Written problem ▸ Reproduce every one of the records below verbatim, line for line, without any changes.

(Data entries)
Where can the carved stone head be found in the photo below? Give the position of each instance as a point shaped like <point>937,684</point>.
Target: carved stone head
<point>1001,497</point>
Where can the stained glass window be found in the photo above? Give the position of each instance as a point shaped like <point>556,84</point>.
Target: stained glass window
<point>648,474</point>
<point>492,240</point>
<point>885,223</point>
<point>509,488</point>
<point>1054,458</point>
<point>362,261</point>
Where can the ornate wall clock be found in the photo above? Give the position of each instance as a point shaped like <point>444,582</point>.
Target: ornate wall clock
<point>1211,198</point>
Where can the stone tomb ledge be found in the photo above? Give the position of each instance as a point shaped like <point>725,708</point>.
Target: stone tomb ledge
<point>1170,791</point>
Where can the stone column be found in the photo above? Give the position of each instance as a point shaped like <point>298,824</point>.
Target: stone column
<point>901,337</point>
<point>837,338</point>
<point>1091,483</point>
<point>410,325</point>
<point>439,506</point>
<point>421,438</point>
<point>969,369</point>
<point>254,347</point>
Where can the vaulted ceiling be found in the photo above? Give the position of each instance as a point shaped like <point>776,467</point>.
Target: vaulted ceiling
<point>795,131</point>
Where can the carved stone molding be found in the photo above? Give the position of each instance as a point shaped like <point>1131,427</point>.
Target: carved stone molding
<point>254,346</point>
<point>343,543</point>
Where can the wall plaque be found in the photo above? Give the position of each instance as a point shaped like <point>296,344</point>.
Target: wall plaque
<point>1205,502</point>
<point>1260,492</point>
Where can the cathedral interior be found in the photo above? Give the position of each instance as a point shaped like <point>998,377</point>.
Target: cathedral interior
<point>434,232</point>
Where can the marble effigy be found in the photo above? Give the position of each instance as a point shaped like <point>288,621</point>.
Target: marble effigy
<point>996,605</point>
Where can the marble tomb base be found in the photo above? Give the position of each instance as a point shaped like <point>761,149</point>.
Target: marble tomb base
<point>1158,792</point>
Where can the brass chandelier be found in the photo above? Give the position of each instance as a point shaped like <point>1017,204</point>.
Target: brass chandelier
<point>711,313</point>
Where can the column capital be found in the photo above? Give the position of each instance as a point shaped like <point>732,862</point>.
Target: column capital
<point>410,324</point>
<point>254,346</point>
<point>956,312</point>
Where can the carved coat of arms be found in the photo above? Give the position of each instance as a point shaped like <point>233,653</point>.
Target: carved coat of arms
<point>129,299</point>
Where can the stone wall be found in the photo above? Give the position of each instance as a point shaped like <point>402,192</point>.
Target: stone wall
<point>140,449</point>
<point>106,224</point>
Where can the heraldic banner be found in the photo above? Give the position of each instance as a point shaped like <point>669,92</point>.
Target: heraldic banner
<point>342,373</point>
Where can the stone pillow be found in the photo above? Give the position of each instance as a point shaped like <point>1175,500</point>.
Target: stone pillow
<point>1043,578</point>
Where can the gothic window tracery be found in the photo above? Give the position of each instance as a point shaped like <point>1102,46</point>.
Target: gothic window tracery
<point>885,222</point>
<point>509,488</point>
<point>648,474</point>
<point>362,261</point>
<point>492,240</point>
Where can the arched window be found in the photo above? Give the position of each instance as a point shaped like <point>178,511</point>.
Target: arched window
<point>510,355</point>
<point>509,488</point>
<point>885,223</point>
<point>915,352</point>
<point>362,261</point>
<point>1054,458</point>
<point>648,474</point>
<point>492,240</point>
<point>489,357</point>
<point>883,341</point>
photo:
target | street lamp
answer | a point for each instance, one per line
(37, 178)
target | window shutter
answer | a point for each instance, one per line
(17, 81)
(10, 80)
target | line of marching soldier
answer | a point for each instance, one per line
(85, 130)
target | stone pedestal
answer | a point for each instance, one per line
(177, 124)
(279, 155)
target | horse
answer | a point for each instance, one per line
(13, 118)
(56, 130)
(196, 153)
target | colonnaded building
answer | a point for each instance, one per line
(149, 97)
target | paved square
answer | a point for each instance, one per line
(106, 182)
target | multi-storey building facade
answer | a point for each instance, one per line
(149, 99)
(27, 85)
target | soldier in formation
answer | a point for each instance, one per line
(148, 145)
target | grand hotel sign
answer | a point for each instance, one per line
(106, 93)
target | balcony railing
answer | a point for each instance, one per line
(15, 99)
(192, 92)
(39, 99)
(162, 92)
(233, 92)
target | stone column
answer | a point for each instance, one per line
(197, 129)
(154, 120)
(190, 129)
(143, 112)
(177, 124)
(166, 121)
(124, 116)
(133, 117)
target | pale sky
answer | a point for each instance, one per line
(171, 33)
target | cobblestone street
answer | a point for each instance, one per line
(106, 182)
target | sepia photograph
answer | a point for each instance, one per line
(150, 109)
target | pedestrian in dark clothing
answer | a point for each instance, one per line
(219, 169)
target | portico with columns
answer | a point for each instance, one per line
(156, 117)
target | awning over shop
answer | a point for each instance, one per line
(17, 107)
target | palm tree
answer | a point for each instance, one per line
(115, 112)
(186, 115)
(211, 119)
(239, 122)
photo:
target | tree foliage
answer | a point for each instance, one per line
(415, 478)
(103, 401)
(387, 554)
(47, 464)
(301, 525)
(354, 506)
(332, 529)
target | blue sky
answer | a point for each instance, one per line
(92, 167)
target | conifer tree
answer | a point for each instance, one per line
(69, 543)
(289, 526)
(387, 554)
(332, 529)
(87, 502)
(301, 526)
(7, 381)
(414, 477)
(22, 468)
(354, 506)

Output of the exercise ▸
Where can the carved stone head be found in the photo below? Give the position of each instance as a point shaped like <point>937,684</point>.
Target: carved stone head
<point>1001,497</point>
Where can the stained glass window be found in the photo above? Give the position of each instance as a point shaped like <point>556,84</point>.
Target: stained glass window
<point>648,474</point>
<point>492,240</point>
<point>885,223</point>
<point>509,488</point>
<point>1054,458</point>
<point>362,261</point>
Where can the ornate wall clock be found in the photo above? Give the position of each instance as a point shaped like <point>444,582</point>.
Target: ornate wall clock
<point>1211,198</point>
Where can the stone tomb ledge be found in the photo above? Give the position of each instance as a point shaped like <point>725,708</point>.
Target: stone tomb ledge
<point>1170,791</point>
Where can the stone column be found in the photo above? Give the position of each instance as a point shaped like <point>298,824</point>.
Target: stone column
<point>901,337</point>
<point>837,338</point>
<point>1091,483</point>
<point>410,325</point>
<point>439,506</point>
<point>421,438</point>
<point>969,369</point>
<point>254,347</point>
Where can the vaulted ceiling be found in the photo above? Give the position of each instance as a point shaped like <point>776,467</point>.
Target: vaulted ceiling
<point>795,131</point>
Where can the carved stone molding be found in the photo above? Give the position of each instance as a point shaped like <point>1131,427</point>.
Target: carved stone molding
<point>254,346</point>
<point>343,543</point>
Where can the wall plaque be found in the photo above? Give the position of each instance as a point shaped like <point>296,344</point>.
Target: wall plaque
<point>1205,502</point>
<point>1260,492</point>
Where can the cathedral interior be found in the photo above? Give the position of each instance as a point shaped like <point>998,377</point>.
Target: cathedral interior
<point>434,232</point>
Where can the marble effigy be found in the photo above? Give the position of each instance as a point shaped like <point>288,621</point>.
Target: marble effigy
<point>996,605</point>
Where can the marble tomb base be found in the photo above? Give the position of each instance as a point shaped like <point>761,149</point>.
Target: marble tomb base
<point>1158,792</point>
Where can the brass chandelier be found in the photo above? Give the position of each instance as a point shaped like <point>1017,204</point>.
Target: brass chandelier
<point>711,313</point>
Where can the column capital be found in the photo above? Give the position of each instance as a point shaped like <point>732,862</point>.
Target: column capital
<point>410,324</point>
<point>254,346</point>
<point>956,312</point>
Where can the carved coat of arms be found in the photo above? Give the position of each instance as a point shaped like <point>233,653</point>.
Target: carved coat of arms
<point>129,299</point>
Where can the stone wall be found in the photo above? Give the position of each instance as a point shaped like <point>402,192</point>.
Target: stone wall
<point>140,449</point>
<point>106,224</point>
Where can the heraldic banner be found in the photo above? Give the position of each instance as a point shaped like <point>669,92</point>.
Target: heraldic banner
<point>342,373</point>
Where can the stone pillow be found in the photo above? Give the position of each instance as a point shaped like <point>1175,500</point>.
Target: stone pillow
<point>1043,578</point>
Where can the gothic window tracery be found in the photo above? Give the position of each instance as a point shaped like <point>1102,46</point>.
Target: gothic window tracery
<point>885,222</point>
<point>509,488</point>
<point>648,474</point>
<point>362,261</point>
<point>492,240</point>
Where can the arched window be found in the photo above? Give the position of each instance as a point shaped like <point>178,511</point>.
Target: arched window
<point>510,355</point>
<point>509,488</point>
<point>885,223</point>
<point>915,352</point>
<point>362,261</point>
<point>1054,458</point>
<point>648,474</point>
<point>492,240</point>
<point>489,357</point>
<point>883,341</point>
photo:
target | street lamp
answer | a point for each instance, one per line
(37, 178)
target | window shutter
answer | a point for each instance, one per line
(17, 81)
(10, 80)
target | line of marching soldier
answer | a point for each instance, one per line
(85, 130)
target | stone pedestal
answer | a point for each instance, one per line
(177, 124)
(279, 155)
target | horse
answer | a point for each instance, one per line
(13, 118)
(56, 130)
(196, 153)
target | colonnaded building
answer | a point for each instance, one per line
(149, 97)
target | paved square
answer | a point for each instance, one per line
(106, 182)
target | multi-storey building facade
answer | a point for each instance, one per line
(149, 99)
(27, 85)
target | soldier in formation
answer | a point for each instance, one per line
(148, 145)
target | grand hotel sign
answer | a point for each instance, one per line
(106, 93)
target | balcony railing
answer | a point for each instance, one per line
(15, 99)
(192, 92)
(39, 99)
(162, 92)
(233, 92)
target | stone column
answer | a point for each instance, one per line
(197, 129)
(154, 120)
(190, 129)
(143, 112)
(177, 124)
(166, 121)
(124, 116)
(133, 117)
target | pale sky
answer | a point for each instance, one per line
(171, 33)
target | cobblestone street
answer | a point for each instance, one per line
(106, 182)
target | sepia photograph
answer | a point for each instance, one per line
(150, 109)
target | pedestrian in dark clothing
answer | a point for each instance, one per line
(219, 169)
target | portico with columns
answer | a point for each instance, one per line
(156, 117)
target | awning over shop
answer | a point for each instance, one per line
(17, 107)
target | palm tree
answer | a point for each instance, one per line
(115, 112)
(186, 115)
(211, 119)
(239, 122)
photo:
target | tree foliage
answer | a point for each instance, one per line
(415, 478)
(103, 401)
(387, 554)
(47, 464)
(301, 525)
(354, 506)
(332, 529)
target | blue sky
answer | a point for each instance, one per line
(92, 167)
target | conifer tree
answer | a point for each instance, one per line
(69, 543)
(289, 526)
(387, 554)
(332, 529)
(87, 502)
(301, 526)
(7, 381)
(414, 477)
(22, 468)
(354, 506)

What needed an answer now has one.